SHORT TASK 1: Name each kind of conduct by the consumer that, under Rule and Regulation No. 26 as quoted in the court opinion, relieves the Company of responsibility for loss or damage.
SHORT TASK 2: Rewrite the stretch of the court opinion from "Pacific Brick Co." through "belonged to plaintiff.", swapping "switch-house" for "substation" each time it occurs.
SHORT TASK 3: Extend the opinion in Pacific Brick Co. v. Southern California Edison Co. beyond its final sentence.

DOCUMENT EXCERPT:
»»

Pacific Brick Co. v. Southern California Edison Co.

46 Cal. App. 2d 538 | Cal. Ct. App. | 1941

Lead Opinion

SCOTT, J.,

pro torn. — From a judgment in favor of plaintiff after trial before the court without a jury in an action to recover damages for negligence, defendant appeals.

For some time prior to November 15, 1938, defendant was furnishing electricity to plaintiff at the latter’s brick plant by means of wires supported on a line of poles running across plaintiff’s property. These wires of defendant were attached to plaintiff’s wires approximately three feet outside of plaintiff’s switch-house. The switch-house and electrical equipment therein belonged to plaintiff.

The trial court found that on November 15, 1938, plaintiff notified and directed defendant to disconnect its power line and cease furnishing electricity to the plant. Defendant failed to follow this instruction and continued furnishing electricity on this line. On December 15, 1938, during a heavy rain storm, water penetrated plaintiff’s switch-house by running down the main conduit into the room. The water reached the coil box, causing a short circuit and a fire which damaged the switch-house and equipment.

It appears that in the application which plaintiff made to defendant for electrical power there was a provision that the service should be “in accordance with the rates, rules, and regulations of the’’ defendant. At such time one of the defendant ’s rules and regulations on file with the Railroad Commission of the State of California read as follows: “RULE AND REGULATION No. 26. Consumer Responsible for Equipment For Receiving Electric Energy. The consumer shall at his own risk and expense, furnish, install and keep in good and safe condition all electrical wires, lines, machinery, and apparatus, which may be required for receiving *540electric energy from the Company, and for applying and utilizing such energy, including all necessary protective appliances and suitable, buildings therefor, and the Company shall not be responsible for any loss or damage occasioned or caused by the negligence, want of proper care or wrongful act of the consumer or of any of his agents, employees or licensees on the part of consumer in installing, maintaining, using, operating or interfering with any such wires, lines, machinery or apparatus. ’ ’

We may assume that this rule just stated became a part of the contract between plaintiff and defendant.

««

SUPPLIED DATA:
»»

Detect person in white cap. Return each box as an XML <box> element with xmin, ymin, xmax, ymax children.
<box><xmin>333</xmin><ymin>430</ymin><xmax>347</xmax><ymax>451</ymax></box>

««

ANSWER 1:
- Negligence
- Want of proper care
- Wrongful act

ANSWER 2:
Pacific Brick Co. v. Southern California Edison Co.

46 Cal. App. 2d 538 | Cal. Ct. App. | 1941

Lead Opinion

SCOTT, J.,

pro torn. — From a judgment in favor of plaintiff after trial before the court without a jury in an action to recover damages for negligence, defendant appeals.

For some time prior to November 15, 1938, defendant was furnishing electricity to plaintiff at the latter’s brick plant by means of wires supported on a line of poles running across plaintiff’s property. These wires of defendant were attached to plaintiff’s wires approximately three feet outside of plaintiff’s substation. The substation and electrical equipment therein belonged to plaintiff.

ANSWER 3:
This rule and regulation however had no force and effect beyond the life of the contract between the parties. After the plaintiff had ordered the power disconnected and a reasonable time had elapsed to enable the defendant to carry out the order the contractual relationship between them terminated. The plaintiff had a right to assume that the defendant would disconnect the power and was under no obligation to maintain a switch-house and equipment suitable to safely receive and utilize electricity which it had not ordered but had expressly told defendant to shut off.

Defendant was without right or authority to continue the flow of electricity into plaintiff’s switch-house and equipment beyond the brief period needed to disconnect it, and when it continued this unauthorized flow of power during the storm of December 15, 1938, with resulting short circuit and fire, it was negligent and was responsible for the damages proximately caused by such negilgence.

The judgment is affirmed.

Wood, Acting P. J., concurred.

Mr. Presiding Justice Moore -deeming himself disqualified takes no part in the consideration or decision of this case.






Dissenting Opinion

McCOMB, J.,

Dissenting. — I dissent.

From a judgment in favor of plaintiff after trial before the court without a jury in an action to recover damages for negligence, defendant appeals.

Yiewing the evidence most favorably to plaintiff (respondent), the essential facts are:

December 15, 1938, defendant was furnishing electricity to plaintiff, which engaged in the business of manufacturing *541bricks. Defendant delivered electricity to plaintiff by means of wires supported on a line of poles running across plaintiff’s property. These wires of defendant were attached to plaintiff’s wires approximately three feet outside of plaintiff’s switch-house, which belonged to plaintiff together with all of the electrical equipment contained therein. On December 15, 1938, the switch-room, not being water-tight, allowed water during a heavy rain storm to penetrate into the switch-room bj running down the main conduit into the room, where the rain water reached the coil box, causing a short circuit and a resultant fire, which damaged the switch-house and equipment therein.

It may also be conceded that prior to the time of the fire plaintiff by telephone had requested defendant to discontinue the power service.

This is the sole question necessary for our determination:

Was plaintiff contributorily negligent?

This question must be answered in the affirmative. In the application which plaintiff made to defendant for electric power there was a provision that the service should be “in accordance with the rates, rules, and regulations of the” defendant. At such time one of defendant’s rules and regulations on file with the Railroad Commission of the State of California read as follows:

“RULE AND REGULATION
No. 26.
“Consumer Responsible for Equipment
For Receiving Electric Energy

*542The rule just stated became a part of the contract between plaintiff and defendant. (Riaboff v. Pacific Tel. & Tel. Co., 39 Cal. App. (2d) (Supp.) 775, 778 [102 Pac. (2d) 465].)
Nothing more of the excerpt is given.